— EXERCISE —
Please restate the records starting at the line containing "of the church" and ending at the last line of the records, with "church steeple" changed to "bell tower" and everything else unchanged.

— PROVIDED DATA —
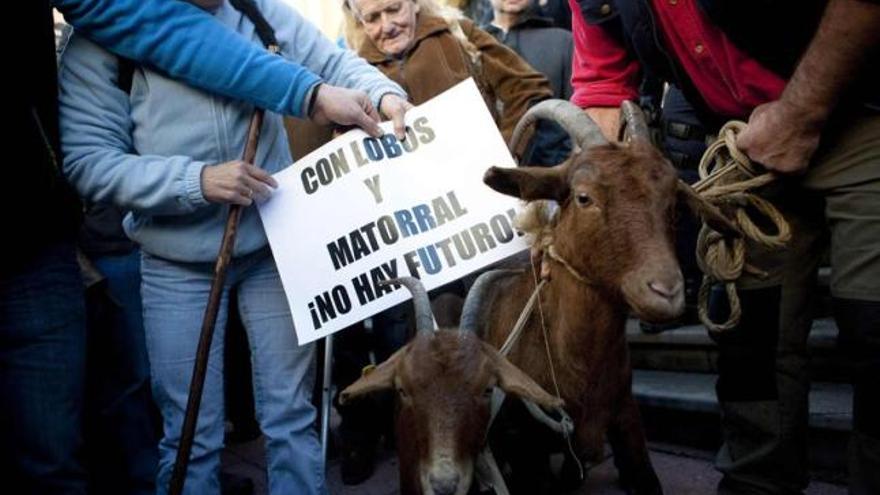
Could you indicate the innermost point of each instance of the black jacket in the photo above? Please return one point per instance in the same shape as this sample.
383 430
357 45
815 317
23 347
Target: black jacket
38 206
775 33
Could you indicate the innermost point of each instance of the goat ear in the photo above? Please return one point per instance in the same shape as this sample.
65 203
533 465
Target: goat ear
708 212
381 378
528 183
514 382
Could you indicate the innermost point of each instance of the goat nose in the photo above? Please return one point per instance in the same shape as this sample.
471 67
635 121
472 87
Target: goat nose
444 484
664 289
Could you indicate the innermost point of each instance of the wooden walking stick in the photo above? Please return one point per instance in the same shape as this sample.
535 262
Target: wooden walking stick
181 462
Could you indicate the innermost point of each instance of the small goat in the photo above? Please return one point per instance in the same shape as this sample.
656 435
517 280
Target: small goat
444 380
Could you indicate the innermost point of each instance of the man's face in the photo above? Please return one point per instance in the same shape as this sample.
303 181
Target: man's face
511 6
390 24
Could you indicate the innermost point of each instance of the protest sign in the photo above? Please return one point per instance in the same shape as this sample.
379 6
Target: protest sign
360 210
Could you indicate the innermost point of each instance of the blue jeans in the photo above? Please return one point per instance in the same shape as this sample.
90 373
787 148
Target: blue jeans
120 415
174 298
42 371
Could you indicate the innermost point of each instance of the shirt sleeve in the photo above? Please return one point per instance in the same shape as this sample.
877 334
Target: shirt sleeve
603 72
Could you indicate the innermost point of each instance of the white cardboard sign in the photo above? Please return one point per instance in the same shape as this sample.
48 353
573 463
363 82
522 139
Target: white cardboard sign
360 210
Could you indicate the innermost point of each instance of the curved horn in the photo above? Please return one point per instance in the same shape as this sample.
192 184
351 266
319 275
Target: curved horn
635 123
470 312
424 315
583 131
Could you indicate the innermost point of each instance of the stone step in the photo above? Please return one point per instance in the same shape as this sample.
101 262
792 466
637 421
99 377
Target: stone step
689 348
681 409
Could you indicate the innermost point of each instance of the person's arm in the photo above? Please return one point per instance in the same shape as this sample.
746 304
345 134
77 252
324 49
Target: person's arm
188 44
604 75
97 148
783 135
302 43
514 81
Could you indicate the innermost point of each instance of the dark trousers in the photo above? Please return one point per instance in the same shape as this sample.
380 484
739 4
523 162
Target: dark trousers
42 373
121 419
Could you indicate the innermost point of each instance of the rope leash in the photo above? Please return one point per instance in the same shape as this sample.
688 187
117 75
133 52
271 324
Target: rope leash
727 176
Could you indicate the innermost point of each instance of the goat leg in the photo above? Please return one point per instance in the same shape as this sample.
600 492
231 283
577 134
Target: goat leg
627 439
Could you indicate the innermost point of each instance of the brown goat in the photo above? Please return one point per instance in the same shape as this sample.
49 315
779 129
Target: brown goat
444 381
609 248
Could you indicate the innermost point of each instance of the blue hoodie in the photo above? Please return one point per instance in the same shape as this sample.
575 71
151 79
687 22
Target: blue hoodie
145 150
200 53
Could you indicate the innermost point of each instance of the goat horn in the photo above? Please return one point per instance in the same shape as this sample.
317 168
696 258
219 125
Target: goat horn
424 315
583 131
470 312
635 123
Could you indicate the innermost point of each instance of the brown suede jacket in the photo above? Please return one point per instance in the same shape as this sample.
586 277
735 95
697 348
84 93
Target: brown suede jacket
437 61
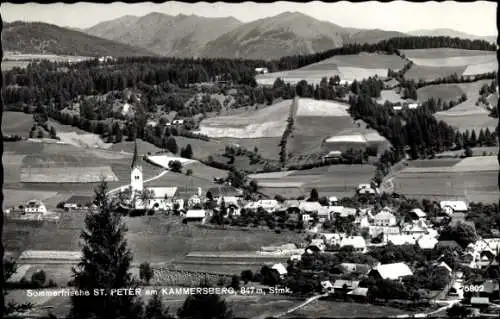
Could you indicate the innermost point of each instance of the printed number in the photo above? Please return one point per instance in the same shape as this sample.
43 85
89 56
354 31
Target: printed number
474 288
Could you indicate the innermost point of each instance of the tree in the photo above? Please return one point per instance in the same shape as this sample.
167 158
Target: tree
146 273
207 306
39 278
246 276
175 166
458 311
53 133
171 145
105 264
314 196
155 309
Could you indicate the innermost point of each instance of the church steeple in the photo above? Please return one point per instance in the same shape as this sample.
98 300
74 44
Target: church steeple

— FULL OUTPUT —
Could you indicate the innermost point of each instance of the bell tower in the photo above? Please return one point per instance in the same shape as this sample.
98 300
74 44
Target: bell tower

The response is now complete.